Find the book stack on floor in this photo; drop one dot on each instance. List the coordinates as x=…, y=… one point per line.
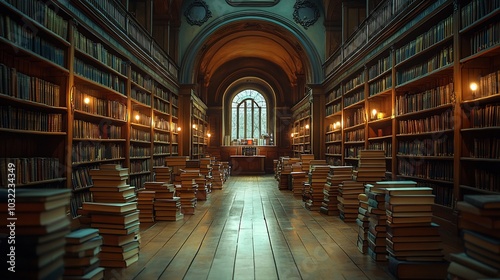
x=81, y=259
x=363, y=222
x=176, y=163
x=163, y=174
x=116, y=217
x=118, y=224
x=187, y=190
x=479, y=223
x=317, y=180
x=145, y=204
x=347, y=198
x=206, y=171
x=420, y=250
x=372, y=166
x=38, y=225
x=217, y=180
x=337, y=175
x=298, y=177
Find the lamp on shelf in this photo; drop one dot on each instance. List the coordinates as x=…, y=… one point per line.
x=473, y=87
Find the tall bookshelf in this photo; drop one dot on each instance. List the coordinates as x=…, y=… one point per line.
x=70, y=94
x=418, y=102
x=301, y=130
x=199, y=128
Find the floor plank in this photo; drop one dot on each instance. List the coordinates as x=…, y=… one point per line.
x=251, y=230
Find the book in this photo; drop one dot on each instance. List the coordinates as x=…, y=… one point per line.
x=81, y=235
x=110, y=207
x=491, y=201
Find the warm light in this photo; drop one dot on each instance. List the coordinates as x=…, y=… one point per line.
x=473, y=86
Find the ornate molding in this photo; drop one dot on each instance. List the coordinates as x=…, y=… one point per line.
x=305, y=13
x=197, y=13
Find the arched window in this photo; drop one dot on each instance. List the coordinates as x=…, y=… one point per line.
x=248, y=115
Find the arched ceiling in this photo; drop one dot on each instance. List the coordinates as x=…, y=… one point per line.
x=247, y=42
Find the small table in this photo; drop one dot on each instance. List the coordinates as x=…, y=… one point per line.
x=247, y=165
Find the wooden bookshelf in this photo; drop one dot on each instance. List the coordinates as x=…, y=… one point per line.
x=302, y=126
x=417, y=76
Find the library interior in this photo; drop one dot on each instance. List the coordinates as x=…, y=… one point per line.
x=250, y=139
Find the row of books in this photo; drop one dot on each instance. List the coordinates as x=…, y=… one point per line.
x=99, y=52
x=44, y=14
x=430, y=37
x=19, y=85
x=355, y=117
x=105, y=78
x=355, y=81
x=24, y=119
x=383, y=64
x=98, y=106
x=30, y=40
x=486, y=38
x=487, y=116
x=141, y=96
x=142, y=80
x=30, y=170
x=443, y=58
x=442, y=146
x=355, y=135
x=426, y=169
x=89, y=130
x=139, y=135
x=475, y=10
x=380, y=85
x=428, y=99
x=354, y=97
x=95, y=151
x=434, y=123
x=488, y=148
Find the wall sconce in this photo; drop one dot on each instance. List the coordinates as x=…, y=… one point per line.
x=473, y=86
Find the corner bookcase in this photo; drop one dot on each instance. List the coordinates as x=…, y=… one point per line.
x=75, y=95
x=407, y=90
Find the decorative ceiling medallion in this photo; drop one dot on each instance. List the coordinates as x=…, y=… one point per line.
x=252, y=3
x=197, y=13
x=305, y=13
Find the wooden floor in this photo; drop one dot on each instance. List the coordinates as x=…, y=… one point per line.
x=251, y=230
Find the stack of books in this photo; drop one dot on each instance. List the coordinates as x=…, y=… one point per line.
x=337, y=175
x=305, y=161
x=298, y=177
x=145, y=204
x=372, y=166
x=419, y=248
x=317, y=179
x=377, y=217
x=163, y=174
x=363, y=222
x=176, y=163
x=118, y=224
x=168, y=209
x=39, y=223
x=81, y=259
x=187, y=191
x=217, y=179
x=347, y=198
x=479, y=223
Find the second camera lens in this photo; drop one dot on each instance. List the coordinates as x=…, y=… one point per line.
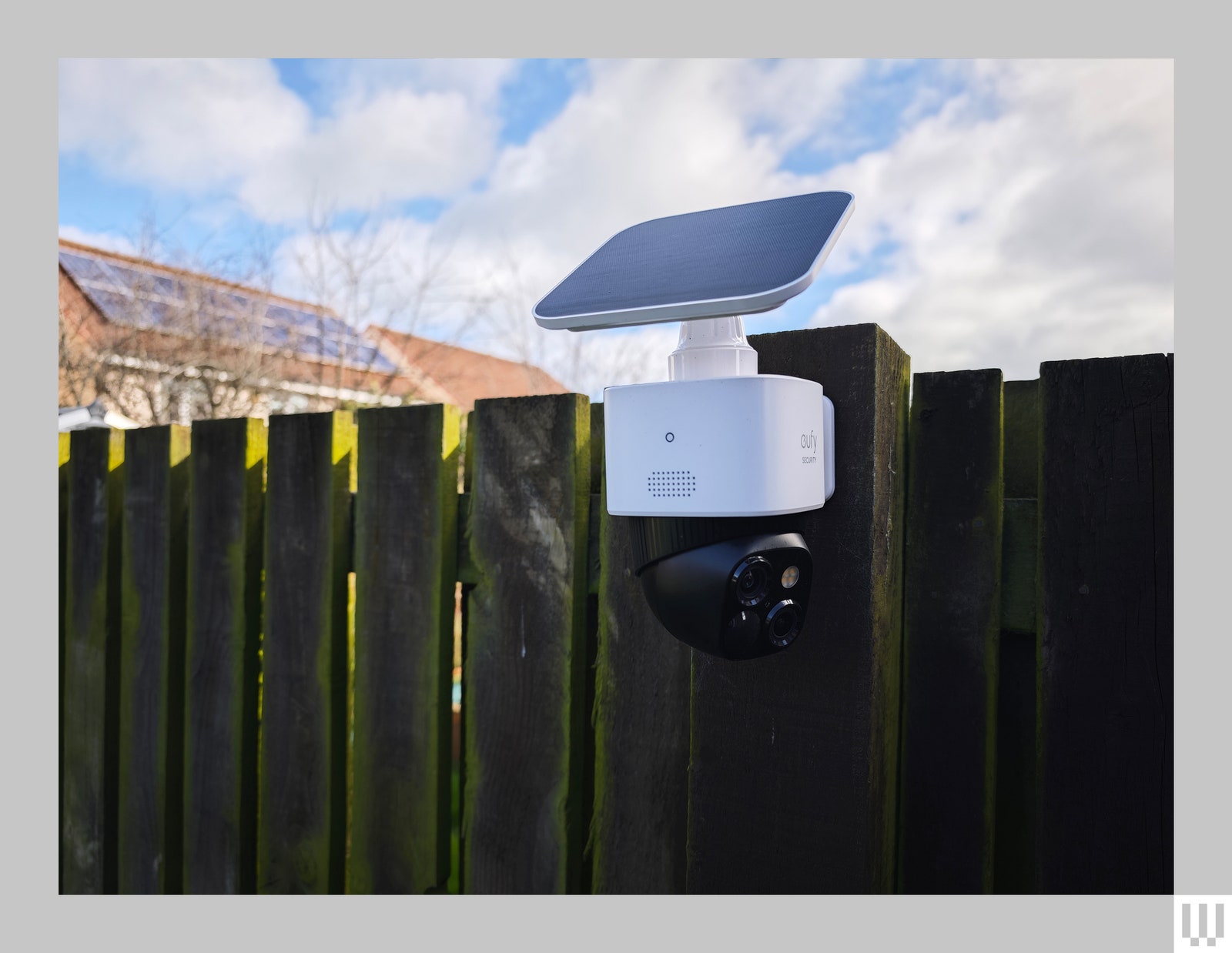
x=752, y=580
x=782, y=624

********

- _The exercise_:
Copy every line of the data above word for word, leaving out the pictures.

- _Answer to this task_:
Find the book stack on floor in this photo; drop one dot on each instance. List the coordinates as x=…, y=… one point per line.
x=81, y=259
x=363, y=222
x=176, y=163
x=163, y=174
x=116, y=217
x=118, y=224
x=187, y=190
x=479, y=223
x=317, y=180
x=145, y=204
x=347, y=198
x=206, y=171
x=420, y=250
x=372, y=166
x=38, y=225
x=217, y=180
x=337, y=175
x=298, y=177
Find the lamp on shelf in this photo; drop one dot on each instance. List the coordinates as x=…, y=… one point per line.
x=473, y=87
Find the tall bookshelf in this photo; drop one dot on each instance. List the coordinates as x=…, y=… one point per line.
x=70, y=94
x=418, y=102
x=301, y=130
x=199, y=128
Find the floor plank in this photo; drop one dot on each instance. List the coordinates as x=…, y=… one point per line.
x=251, y=230
Find the book in this photo; drop one dot on each instance. List the coordinates as x=…, y=… one point per line.
x=81, y=235
x=110, y=207
x=491, y=201
Find the warm light in this photo; drop one dot on each instance. List the coordinates as x=…, y=… one point per line.
x=473, y=86
Find the ornate molding in this photo; drop one dot on each instance. List the coordinates as x=…, y=… one point per line.
x=305, y=13
x=197, y=13
Find the arched window in this photo; drop one dot on each instance. List the coordinates as x=…, y=… one point per line.
x=248, y=115
Find the arched ceiling in this photo; drop one dot on each instance. List the coordinates as x=…, y=… one point per line.
x=247, y=42
Find the small table in this photo; drop one dot on each instance. List the coordinates as x=…, y=… one point per line.
x=247, y=165
Find the wooden bookshelf in this photo; drop one dot on each instance. List the coordinates as x=…, y=… one point per line.
x=302, y=126
x=417, y=76
Find the library interior in this photo; drop one dot on each instance. List the coordinates as x=…, y=… one point per line.
x=250, y=139
Find the row of books in this photo; drop one dot on each instance. List the coordinates as x=…, y=… one point per line.
x=99, y=52
x=44, y=14
x=430, y=37
x=19, y=85
x=355, y=117
x=105, y=78
x=355, y=81
x=24, y=119
x=383, y=64
x=98, y=106
x=30, y=40
x=486, y=38
x=487, y=116
x=141, y=96
x=142, y=80
x=30, y=170
x=443, y=58
x=442, y=146
x=355, y=135
x=426, y=169
x=89, y=130
x=139, y=135
x=475, y=10
x=380, y=85
x=428, y=99
x=354, y=97
x=95, y=151
x=434, y=123
x=488, y=148
Find the wall sconce in this photo; drop one dot on each instance. List the coordinates as x=…, y=… one point per line.
x=473, y=86
Find the corner bookcase in this photo; drop one dot on each instance. List the coordinates as x=…, y=… one point per line.
x=75, y=95
x=407, y=90
Find the decorative ceiling medallion in this photo; drop one dot on each instance. List the coordinates as x=…, y=… one point per line.
x=252, y=3
x=197, y=13
x=305, y=13
Find the wooden floor in this photo; drop one dot on each instance. List the coordinates as x=…, y=… one point per line.
x=251, y=230
Find the stack of books in this photo; drop one dot on each instance. List the coordinates as x=…, y=… one point per line.
x=337, y=175
x=305, y=161
x=298, y=177
x=145, y=204
x=372, y=166
x=419, y=248
x=317, y=179
x=377, y=217
x=163, y=174
x=363, y=222
x=176, y=163
x=118, y=224
x=168, y=209
x=39, y=223
x=81, y=259
x=187, y=191
x=217, y=179
x=347, y=198
x=479, y=223
Find the second camera lens in this photo; drop one dot on each instance. List the coordinates as x=…, y=… one point per line.
x=752, y=580
x=782, y=624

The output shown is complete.